AUFGABEN →
#1 Fasse den Forumsthread zum Arbeitsspeicher für Spiele in zwei Sätzen zusammen.
#2 Greife den Forumsthread zum Arbeitsspeicher für Spiele nach seinem letzten Satz auf und setze ihn fort.

TEXTAUSZUG →
====

# Wie viel Arbeitsspeicher ist heute für Top-Games nötig ?



## Badezeug (27. August 2011)

*Wie viel Arbeitsspeicher ist heute für Top-Games nötig ?*

Hallo zusammen 
ich besitze 2 mal 2Gb Ram 1333 MHz DDR3 soweit ist weiß 
Jetzt meine Frage, wären 8Gb Ram für die künftigen Spiele im Herbst sprich Dead Island, Skyrim, Battlefield etc. besser ??
Und welche Arbeitspeicher könnt ihr mir empfhelen ?
Ich kenn mich da nicht groß aus deshalb wäre nett wenn ihr mir sagen könntet wieviel MHz der Arbeitspeicher besitzen soll.
Möchte wenn möglich 2 mal 4 Gb Ram letzentlich besitzen 

Hoffe ihr könnt mir helfen, danke im vorraus


----------



## NilsonNeo4 (27. August 2011)

Ich hab festgestellt:

mehr als 4 GB bringen meistens fast nix (FPS mäsig). Aber Windows geht dann viel freizügiger mit dem RAM um, was der allgemein Performace zugute kommt.

====

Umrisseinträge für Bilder
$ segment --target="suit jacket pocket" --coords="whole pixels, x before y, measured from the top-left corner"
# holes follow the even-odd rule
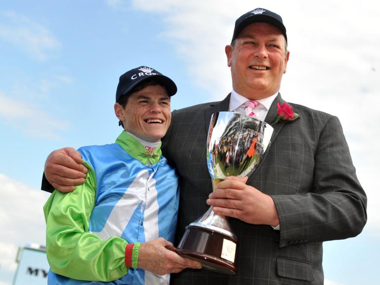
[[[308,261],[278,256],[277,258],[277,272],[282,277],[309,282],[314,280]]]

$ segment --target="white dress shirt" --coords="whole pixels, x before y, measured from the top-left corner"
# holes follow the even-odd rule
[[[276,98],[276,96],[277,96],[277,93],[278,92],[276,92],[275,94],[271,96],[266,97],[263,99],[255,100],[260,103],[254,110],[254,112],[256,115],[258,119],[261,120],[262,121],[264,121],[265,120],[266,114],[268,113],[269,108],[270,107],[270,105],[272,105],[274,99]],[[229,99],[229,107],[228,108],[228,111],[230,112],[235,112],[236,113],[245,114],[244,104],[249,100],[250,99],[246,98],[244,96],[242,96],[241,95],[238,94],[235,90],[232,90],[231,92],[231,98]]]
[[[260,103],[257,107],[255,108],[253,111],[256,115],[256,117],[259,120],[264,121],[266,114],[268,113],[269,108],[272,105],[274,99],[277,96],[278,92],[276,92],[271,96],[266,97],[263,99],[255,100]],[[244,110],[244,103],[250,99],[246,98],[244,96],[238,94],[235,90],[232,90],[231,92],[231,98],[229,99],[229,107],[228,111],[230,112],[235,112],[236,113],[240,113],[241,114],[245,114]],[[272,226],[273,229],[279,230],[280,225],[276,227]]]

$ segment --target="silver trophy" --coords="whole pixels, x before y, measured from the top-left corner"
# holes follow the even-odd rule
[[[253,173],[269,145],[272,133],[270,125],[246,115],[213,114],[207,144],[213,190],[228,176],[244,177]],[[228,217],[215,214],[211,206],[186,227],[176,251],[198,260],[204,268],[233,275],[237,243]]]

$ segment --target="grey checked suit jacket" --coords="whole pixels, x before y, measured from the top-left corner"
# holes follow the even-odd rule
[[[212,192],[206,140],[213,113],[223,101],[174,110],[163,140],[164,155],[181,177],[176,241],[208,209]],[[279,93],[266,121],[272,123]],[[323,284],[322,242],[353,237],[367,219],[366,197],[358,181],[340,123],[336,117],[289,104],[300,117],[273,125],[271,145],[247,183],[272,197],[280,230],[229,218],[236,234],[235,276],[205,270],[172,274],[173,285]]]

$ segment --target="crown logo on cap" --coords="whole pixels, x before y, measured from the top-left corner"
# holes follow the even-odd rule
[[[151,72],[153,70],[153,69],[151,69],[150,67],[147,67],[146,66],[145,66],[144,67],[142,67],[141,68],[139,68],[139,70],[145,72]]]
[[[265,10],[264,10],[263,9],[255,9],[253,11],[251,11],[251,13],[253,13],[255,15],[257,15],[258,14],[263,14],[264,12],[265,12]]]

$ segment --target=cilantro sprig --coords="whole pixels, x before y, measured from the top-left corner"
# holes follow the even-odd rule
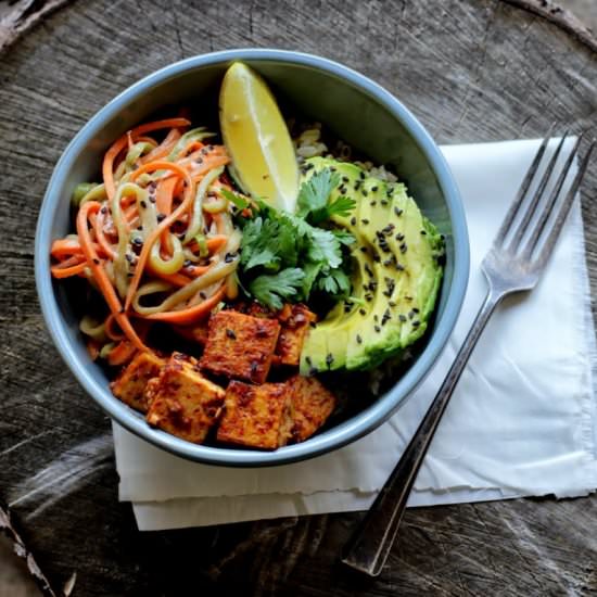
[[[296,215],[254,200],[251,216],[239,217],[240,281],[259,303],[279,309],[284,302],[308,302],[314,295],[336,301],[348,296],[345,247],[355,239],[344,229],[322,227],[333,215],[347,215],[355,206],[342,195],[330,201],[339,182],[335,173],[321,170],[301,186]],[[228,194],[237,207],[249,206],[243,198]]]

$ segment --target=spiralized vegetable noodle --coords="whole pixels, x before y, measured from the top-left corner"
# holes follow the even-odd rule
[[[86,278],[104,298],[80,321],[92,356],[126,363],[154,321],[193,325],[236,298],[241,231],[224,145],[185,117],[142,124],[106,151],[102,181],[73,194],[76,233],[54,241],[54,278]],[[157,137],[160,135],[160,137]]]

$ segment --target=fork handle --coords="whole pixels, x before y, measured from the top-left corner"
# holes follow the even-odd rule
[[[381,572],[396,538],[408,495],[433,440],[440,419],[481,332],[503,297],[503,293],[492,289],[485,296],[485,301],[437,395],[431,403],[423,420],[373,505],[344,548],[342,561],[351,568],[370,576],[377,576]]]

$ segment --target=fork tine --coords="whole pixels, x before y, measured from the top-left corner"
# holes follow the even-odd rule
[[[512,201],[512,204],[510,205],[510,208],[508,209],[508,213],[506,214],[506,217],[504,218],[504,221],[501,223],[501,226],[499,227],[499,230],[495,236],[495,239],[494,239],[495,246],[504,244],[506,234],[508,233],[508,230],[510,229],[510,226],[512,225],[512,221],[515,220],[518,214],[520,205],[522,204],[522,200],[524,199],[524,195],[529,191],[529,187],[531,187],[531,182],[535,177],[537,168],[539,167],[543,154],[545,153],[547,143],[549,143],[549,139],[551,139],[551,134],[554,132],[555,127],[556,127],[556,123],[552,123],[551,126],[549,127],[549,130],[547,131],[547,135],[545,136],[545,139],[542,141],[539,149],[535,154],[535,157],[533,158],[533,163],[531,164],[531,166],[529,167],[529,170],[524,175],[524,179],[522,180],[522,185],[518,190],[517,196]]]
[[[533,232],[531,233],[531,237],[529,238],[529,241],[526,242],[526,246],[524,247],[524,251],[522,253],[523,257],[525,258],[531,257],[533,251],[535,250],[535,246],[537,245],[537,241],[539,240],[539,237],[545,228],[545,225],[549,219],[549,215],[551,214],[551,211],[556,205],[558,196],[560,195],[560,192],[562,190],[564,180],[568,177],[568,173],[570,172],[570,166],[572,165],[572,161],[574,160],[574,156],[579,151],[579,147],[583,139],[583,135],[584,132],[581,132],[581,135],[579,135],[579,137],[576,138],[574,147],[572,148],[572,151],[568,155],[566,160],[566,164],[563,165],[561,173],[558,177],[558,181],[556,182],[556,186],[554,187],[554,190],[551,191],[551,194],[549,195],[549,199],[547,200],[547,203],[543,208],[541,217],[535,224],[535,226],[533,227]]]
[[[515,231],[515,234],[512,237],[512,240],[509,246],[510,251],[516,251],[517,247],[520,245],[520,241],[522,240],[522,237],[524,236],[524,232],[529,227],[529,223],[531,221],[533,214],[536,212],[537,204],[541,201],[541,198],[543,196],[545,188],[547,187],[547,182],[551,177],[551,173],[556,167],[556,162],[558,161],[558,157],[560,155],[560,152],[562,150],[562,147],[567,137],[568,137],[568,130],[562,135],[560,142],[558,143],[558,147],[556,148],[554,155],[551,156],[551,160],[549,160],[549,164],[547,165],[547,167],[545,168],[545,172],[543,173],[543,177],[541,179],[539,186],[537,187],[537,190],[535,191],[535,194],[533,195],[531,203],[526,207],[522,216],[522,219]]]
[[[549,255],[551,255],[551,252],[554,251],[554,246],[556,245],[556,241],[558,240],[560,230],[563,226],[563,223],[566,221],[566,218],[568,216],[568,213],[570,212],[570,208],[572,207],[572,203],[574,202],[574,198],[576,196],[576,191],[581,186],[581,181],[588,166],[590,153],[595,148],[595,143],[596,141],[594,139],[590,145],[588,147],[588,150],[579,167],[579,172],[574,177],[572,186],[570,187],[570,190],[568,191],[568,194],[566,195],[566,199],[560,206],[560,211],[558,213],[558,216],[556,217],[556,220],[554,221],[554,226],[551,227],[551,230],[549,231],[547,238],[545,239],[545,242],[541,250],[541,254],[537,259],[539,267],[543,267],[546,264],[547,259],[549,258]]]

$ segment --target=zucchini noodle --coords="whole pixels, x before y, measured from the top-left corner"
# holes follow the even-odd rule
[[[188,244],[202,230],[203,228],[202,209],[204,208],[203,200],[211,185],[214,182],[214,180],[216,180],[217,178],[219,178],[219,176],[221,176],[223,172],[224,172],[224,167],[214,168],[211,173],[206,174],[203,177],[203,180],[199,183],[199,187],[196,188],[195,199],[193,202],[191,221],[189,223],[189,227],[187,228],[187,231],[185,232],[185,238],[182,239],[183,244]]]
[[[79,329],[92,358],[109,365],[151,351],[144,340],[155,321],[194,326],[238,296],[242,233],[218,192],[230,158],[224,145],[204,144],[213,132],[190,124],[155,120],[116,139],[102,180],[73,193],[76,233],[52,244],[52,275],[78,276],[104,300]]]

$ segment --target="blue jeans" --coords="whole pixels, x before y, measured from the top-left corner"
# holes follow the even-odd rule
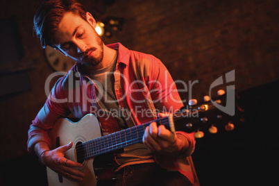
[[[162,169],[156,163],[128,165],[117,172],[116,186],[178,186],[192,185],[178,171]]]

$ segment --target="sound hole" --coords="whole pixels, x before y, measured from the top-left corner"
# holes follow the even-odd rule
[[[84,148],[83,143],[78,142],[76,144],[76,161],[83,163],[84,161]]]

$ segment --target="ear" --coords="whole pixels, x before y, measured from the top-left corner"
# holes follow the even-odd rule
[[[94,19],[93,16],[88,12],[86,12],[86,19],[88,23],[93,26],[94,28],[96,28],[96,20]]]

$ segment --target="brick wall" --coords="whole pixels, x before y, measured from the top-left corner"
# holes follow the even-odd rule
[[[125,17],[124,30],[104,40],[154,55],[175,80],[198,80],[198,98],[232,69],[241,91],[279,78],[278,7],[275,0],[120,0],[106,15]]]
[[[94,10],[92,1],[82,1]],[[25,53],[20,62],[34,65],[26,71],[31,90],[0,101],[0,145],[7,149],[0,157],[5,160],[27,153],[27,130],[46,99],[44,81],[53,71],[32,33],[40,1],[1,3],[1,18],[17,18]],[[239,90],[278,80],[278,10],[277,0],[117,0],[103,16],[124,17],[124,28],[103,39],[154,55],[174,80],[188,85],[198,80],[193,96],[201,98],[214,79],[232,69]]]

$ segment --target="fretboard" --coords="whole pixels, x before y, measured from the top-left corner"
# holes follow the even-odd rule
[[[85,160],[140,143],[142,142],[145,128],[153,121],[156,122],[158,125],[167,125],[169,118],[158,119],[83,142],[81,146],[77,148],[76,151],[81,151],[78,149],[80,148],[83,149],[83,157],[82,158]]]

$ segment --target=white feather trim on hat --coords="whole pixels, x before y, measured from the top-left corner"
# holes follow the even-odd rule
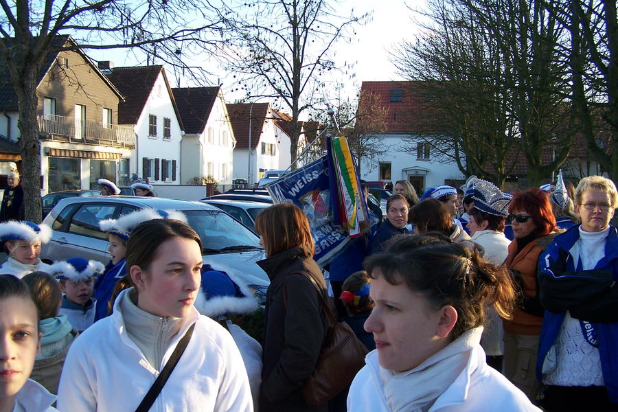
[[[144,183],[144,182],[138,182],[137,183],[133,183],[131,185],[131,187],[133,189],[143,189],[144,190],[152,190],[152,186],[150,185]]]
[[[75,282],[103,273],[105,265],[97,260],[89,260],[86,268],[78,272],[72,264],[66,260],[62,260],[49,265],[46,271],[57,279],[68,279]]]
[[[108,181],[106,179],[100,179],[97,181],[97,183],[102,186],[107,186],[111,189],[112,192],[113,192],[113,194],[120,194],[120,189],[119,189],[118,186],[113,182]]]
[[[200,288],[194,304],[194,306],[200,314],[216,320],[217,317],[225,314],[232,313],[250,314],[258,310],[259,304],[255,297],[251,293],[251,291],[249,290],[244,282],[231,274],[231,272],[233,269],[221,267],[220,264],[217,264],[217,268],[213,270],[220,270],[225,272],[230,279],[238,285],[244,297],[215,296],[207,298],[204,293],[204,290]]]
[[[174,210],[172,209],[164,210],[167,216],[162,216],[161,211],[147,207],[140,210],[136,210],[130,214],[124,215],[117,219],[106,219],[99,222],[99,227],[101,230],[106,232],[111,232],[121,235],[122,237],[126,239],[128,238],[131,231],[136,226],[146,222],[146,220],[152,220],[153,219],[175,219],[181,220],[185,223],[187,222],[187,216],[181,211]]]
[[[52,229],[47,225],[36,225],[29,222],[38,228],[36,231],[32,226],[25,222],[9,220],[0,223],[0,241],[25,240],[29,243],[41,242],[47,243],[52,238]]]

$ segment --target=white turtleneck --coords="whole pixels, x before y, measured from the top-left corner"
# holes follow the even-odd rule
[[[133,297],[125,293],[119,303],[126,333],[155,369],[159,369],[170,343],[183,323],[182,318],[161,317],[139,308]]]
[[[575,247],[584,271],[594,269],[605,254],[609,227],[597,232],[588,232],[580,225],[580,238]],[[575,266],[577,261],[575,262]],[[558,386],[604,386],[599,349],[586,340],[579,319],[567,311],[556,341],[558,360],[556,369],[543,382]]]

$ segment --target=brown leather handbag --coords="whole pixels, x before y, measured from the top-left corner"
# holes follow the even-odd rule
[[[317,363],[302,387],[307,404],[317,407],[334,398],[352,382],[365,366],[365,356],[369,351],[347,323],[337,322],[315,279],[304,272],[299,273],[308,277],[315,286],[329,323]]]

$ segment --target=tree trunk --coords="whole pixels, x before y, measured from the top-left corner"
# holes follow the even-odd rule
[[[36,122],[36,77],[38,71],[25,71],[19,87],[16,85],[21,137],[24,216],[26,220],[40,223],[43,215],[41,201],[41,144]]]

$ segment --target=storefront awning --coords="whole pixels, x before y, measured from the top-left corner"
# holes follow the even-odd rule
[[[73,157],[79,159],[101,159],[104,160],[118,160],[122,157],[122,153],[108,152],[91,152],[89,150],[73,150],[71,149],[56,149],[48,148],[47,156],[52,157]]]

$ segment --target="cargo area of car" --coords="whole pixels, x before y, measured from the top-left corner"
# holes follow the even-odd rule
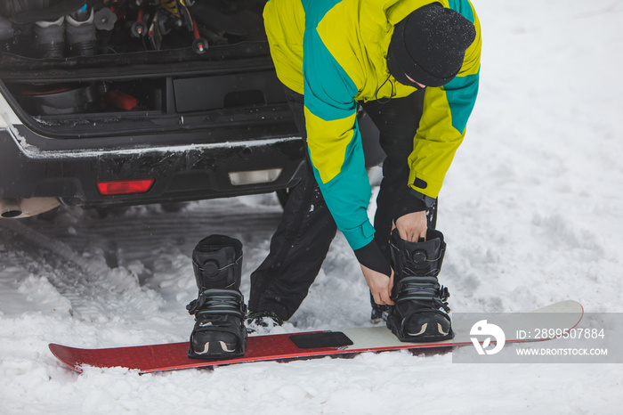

====

ANTWORTEN →
#1 Ein Nutzer mit zwei 2-GB-Modulen DDR3-RAM mit 1333 MHz fragt, ob 8 GB für kommende Spiele wie Dead Island, Skyrim und Battlefield besser wären, und bittet um Empfehlungen zu Modulen und Taktfrequenz. In einer Antwort heißt es, dass mehr als 4 GB bei den FPS meist fast nichts bringen, Windows dann aber freizügiger mit dem RAM umgeht, was der allgemeinen Performance zugutekommt.

#2
z.B. bei mir:
mit 4GB drin:
idl: ca 1,5 GB belegt, unter last max 3,4 GB /Win 7x64)
mit 6 GB drin:
idl: 2,5 - 3 GB belegt, unter last bis zu 5,5 GB

fürs reine zocken bring es (noch) nicht viel, aber dem rechner tut es im allgemeinen gut


----------



## quaaaaaak (28. August 2011)

ich glaube dir würden 2x1GB 1333MHz CL9 reichen, dürften so ca 10€ kosten wie Nilson schon sagte mehr bringt kaum was, also wenn du up2date sein willst steck dir 2gb auf 4gb rein und fertig, um ram zu sparen kannst du ja auch windoof bloatware deaktivieren


----------



## chbdiablo (28. August 2011)

Du hast ja schon 4GB und wie schon gesagt wurde ist das im Moment eigentlich ausreichend.
Da die Preise im moment Spottbillig sind, kannst du dir aber ruhig nochmal 2GB dazustecken, dann bist du auf jeden Fall auf der sicheren Seite.
Die Mhz sind eigentlich egal, ein 1600er bringt zwar theoretisch ein sehr kleines bisschen mehr Performance, aber das merkst du höchstens bei Benchmarks aber in einem Spiel bestimmt nicht, kannst also ruhig bei 1333 bleiben.


----------



## Badezeug (28. August 2011)

alles klar danke das hr mir so schnell auskunft gebe konntet


----------



## Fraggerick (28. August 2011)

ZackZack! Zuschnappen und Sparen!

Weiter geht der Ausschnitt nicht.